◆ **Exercise objective**: The reply should contain every entry exactly as given, with no pictures in it.

== Records for the task ==

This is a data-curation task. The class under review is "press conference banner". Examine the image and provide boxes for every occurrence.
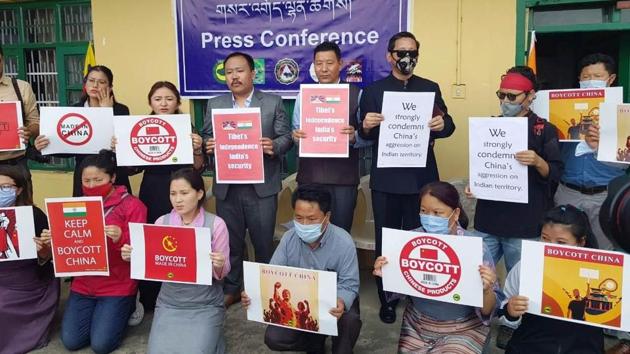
[174,0,410,97]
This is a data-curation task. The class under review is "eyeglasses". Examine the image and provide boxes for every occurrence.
[0,184,17,192]
[390,50,419,59]
[496,90,525,101]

===

◆ **Exercise output**:
This is a data-curation task. The class under review is "press conference banner". Examine the image and provide boxes for every occurrence.
[174,0,410,97]
This is a data-curation task. The class under review is "eyeglasses". Examine the image and provide boxes for every occurrence.
[0,184,17,192]
[390,50,419,59]
[496,90,525,101]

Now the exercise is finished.